§ STATED EXERCISE
Tally the lines of the items below that contain the string "green", with case counting, and give only that number.

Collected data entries

----------------

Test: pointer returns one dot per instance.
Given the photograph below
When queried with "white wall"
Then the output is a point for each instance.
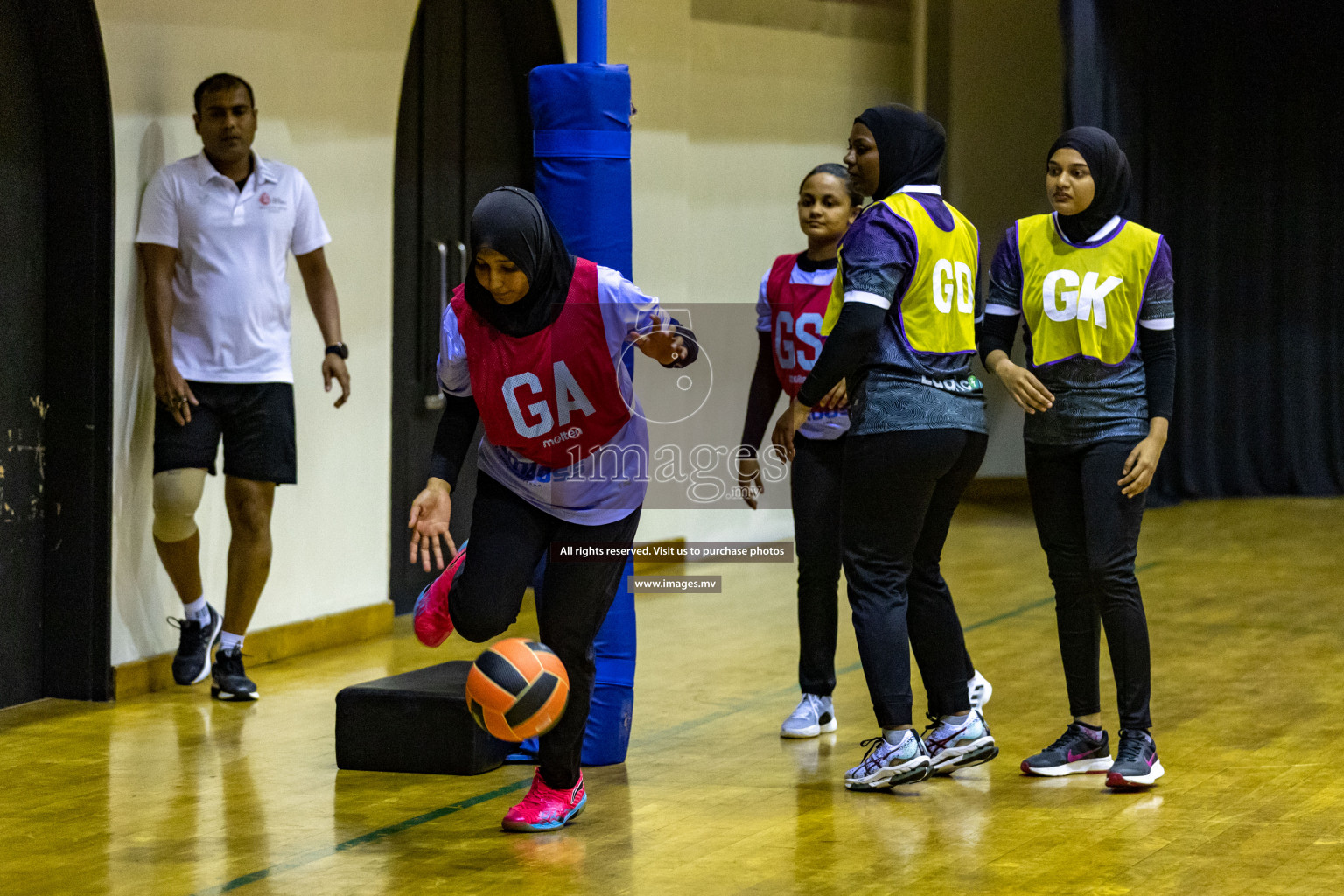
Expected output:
(327, 78)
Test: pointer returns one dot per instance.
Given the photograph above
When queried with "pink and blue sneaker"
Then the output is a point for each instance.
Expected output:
(433, 625)
(546, 808)
(1136, 762)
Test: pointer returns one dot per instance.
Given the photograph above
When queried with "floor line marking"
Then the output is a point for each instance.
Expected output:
(396, 828)
(371, 837)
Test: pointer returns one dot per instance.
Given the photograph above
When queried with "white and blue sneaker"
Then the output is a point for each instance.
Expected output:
(887, 765)
(812, 717)
(955, 745)
(978, 690)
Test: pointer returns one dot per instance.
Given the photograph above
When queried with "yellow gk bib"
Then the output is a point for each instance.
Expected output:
(1083, 301)
(938, 306)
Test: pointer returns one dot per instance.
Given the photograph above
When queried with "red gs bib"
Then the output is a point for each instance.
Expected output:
(551, 396)
(796, 313)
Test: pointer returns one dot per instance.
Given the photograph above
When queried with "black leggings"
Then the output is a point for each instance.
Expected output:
(900, 494)
(815, 486)
(1090, 534)
(508, 539)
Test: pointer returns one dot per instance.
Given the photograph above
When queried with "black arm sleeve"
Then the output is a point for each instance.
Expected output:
(848, 344)
(996, 332)
(453, 438)
(762, 398)
(1158, 348)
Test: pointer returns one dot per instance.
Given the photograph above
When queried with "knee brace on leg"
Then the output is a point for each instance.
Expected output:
(176, 497)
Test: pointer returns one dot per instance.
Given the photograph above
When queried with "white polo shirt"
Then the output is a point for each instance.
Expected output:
(231, 324)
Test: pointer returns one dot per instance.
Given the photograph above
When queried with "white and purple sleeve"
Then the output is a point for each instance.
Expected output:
(453, 375)
(764, 305)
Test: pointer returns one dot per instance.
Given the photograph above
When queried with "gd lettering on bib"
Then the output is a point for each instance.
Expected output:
(1083, 303)
(938, 306)
(551, 396)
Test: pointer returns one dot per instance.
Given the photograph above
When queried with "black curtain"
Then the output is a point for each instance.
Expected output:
(1231, 117)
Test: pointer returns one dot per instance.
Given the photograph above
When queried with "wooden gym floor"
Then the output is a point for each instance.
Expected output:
(172, 793)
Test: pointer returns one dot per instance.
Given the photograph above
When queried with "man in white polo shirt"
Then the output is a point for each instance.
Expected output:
(215, 233)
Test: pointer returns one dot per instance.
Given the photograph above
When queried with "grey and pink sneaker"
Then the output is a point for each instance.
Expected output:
(1074, 754)
(431, 622)
(1138, 765)
(544, 808)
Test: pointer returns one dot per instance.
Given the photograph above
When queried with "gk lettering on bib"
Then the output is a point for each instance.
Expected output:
(1083, 303)
(796, 312)
(551, 396)
(937, 312)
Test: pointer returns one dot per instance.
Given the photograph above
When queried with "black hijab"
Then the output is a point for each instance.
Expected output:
(1110, 173)
(910, 147)
(512, 222)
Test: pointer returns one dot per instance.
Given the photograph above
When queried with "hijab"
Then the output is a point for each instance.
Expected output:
(910, 147)
(1110, 175)
(512, 222)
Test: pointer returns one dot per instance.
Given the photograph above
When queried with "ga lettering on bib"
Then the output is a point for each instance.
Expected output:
(937, 312)
(1083, 301)
(551, 396)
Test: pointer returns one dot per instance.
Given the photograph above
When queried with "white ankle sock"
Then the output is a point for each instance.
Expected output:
(197, 610)
(894, 737)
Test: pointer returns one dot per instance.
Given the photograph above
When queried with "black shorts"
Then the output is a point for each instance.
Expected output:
(257, 421)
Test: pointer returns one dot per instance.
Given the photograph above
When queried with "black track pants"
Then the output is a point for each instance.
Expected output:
(815, 486)
(900, 494)
(1090, 535)
(508, 539)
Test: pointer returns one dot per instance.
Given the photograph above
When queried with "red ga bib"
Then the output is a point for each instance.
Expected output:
(551, 396)
(796, 313)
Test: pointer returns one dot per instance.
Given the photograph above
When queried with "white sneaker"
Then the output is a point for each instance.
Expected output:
(885, 765)
(980, 690)
(957, 747)
(812, 717)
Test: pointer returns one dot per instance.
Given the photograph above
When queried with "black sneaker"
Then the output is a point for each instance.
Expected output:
(1136, 765)
(1073, 754)
(191, 662)
(231, 682)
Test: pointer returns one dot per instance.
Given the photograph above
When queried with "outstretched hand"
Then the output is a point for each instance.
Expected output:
(788, 424)
(430, 514)
(333, 367)
(662, 343)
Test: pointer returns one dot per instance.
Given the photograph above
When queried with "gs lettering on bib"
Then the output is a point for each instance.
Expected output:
(1083, 301)
(796, 312)
(937, 312)
(551, 396)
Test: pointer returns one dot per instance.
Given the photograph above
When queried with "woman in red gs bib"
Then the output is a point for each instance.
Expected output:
(531, 346)
(790, 306)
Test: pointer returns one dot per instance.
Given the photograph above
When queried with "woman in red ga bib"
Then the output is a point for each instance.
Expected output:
(531, 346)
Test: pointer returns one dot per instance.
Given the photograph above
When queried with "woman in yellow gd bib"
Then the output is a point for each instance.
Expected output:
(903, 309)
(1096, 291)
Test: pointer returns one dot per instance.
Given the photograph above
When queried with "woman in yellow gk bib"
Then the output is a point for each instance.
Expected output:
(1096, 291)
(903, 313)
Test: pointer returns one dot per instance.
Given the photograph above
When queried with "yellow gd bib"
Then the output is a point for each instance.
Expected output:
(938, 308)
(1083, 301)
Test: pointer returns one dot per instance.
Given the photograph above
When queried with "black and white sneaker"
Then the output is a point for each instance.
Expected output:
(231, 682)
(1136, 760)
(191, 662)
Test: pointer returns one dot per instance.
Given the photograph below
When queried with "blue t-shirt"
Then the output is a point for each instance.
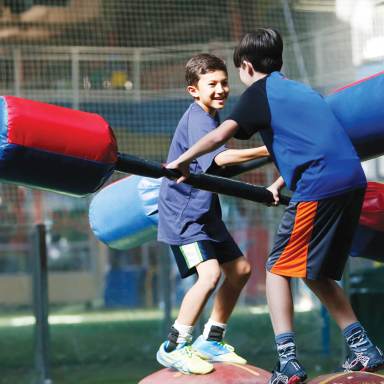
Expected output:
(310, 148)
(187, 214)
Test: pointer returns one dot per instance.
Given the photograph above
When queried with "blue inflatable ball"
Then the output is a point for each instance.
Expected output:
(124, 214)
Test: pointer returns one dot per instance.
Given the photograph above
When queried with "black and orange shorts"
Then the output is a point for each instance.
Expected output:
(314, 237)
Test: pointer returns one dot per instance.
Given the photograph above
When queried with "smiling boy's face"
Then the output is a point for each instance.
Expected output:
(211, 91)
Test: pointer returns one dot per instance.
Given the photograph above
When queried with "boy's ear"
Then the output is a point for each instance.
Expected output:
(248, 67)
(193, 91)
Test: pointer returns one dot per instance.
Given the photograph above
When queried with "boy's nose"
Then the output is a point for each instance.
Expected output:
(219, 88)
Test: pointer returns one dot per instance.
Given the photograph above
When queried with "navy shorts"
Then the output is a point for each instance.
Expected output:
(314, 237)
(187, 256)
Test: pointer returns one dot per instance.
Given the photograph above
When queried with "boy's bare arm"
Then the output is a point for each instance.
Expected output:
(208, 143)
(275, 188)
(237, 156)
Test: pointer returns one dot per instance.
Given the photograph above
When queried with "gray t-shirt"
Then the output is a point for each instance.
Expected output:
(187, 214)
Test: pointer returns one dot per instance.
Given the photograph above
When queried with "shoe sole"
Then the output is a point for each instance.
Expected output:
(374, 368)
(166, 364)
(218, 360)
(296, 380)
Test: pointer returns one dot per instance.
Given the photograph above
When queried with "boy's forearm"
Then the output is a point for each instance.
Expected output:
(237, 156)
(279, 183)
(211, 141)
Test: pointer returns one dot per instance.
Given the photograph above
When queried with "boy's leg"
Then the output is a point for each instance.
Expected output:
(364, 355)
(197, 296)
(210, 345)
(236, 273)
(176, 352)
(280, 304)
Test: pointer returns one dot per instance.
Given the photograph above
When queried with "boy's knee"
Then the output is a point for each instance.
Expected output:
(210, 279)
(245, 270)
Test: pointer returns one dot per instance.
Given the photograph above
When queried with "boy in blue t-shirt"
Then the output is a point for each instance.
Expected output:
(318, 163)
(190, 222)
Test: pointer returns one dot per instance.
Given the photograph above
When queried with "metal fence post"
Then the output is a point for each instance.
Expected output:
(40, 305)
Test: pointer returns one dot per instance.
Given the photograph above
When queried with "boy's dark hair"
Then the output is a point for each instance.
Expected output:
(263, 48)
(201, 64)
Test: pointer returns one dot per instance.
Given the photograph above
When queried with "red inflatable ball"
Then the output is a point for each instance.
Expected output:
(349, 378)
(224, 373)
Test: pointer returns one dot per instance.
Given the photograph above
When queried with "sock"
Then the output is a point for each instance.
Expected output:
(286, 347)
(214, 331)
(179, 334)
(356, 338)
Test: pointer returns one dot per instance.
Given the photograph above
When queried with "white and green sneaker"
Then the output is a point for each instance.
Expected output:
(216, 351)
(184, 359)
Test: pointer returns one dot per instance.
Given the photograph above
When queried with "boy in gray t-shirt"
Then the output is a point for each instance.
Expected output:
(190, 222)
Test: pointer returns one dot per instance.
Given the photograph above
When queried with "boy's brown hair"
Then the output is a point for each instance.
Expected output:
(201, 64)
(263, 48)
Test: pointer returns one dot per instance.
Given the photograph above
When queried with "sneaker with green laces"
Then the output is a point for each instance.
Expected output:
(184, 359)
(216, 351)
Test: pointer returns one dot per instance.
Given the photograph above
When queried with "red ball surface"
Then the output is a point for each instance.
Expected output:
(224, 373)
(349, 378)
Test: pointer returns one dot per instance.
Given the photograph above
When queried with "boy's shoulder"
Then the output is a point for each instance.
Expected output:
(196, 117)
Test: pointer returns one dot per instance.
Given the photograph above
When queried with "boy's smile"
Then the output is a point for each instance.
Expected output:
(211, 91)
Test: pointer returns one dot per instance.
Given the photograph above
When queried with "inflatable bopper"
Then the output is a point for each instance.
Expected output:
(368, 241)
(224, 373)
(133, 197)
(54, 148)
(359, 107)
(349, 378)
(372, 213)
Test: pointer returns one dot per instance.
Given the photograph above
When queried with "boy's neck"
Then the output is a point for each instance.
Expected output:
(212, 112)
(256, 76)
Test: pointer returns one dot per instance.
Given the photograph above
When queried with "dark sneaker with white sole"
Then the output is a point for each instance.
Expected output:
(370, 360)
(291, 373)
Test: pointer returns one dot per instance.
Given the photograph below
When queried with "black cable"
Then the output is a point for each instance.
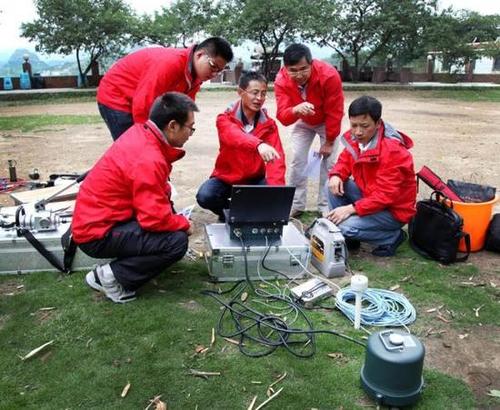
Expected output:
(268, 331)
(271, 269)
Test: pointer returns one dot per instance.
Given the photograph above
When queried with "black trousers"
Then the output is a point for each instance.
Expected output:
(139, 255)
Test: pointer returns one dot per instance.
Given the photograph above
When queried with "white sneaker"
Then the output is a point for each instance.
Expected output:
(101, 278)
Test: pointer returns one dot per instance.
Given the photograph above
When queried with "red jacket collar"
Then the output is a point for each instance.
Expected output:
(189, 73)
(236, 112)
(172, 154)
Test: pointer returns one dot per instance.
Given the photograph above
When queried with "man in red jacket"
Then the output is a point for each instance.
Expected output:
(128, 89)
(250, 147)
(123, 209)
(309, 95)
(379, 198)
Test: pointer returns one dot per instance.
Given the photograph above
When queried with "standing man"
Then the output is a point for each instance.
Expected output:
(372, 186)
(309, 95)
(128, 89)
(250, 147)
(123, 209)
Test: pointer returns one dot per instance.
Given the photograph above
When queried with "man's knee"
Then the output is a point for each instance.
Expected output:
(204, 197)
(178, 245)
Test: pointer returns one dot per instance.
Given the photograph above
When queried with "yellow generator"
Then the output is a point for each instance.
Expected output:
(329, 253)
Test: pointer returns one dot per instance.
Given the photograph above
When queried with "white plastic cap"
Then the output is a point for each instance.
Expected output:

----------------

§ EXERCISE ANSWER
2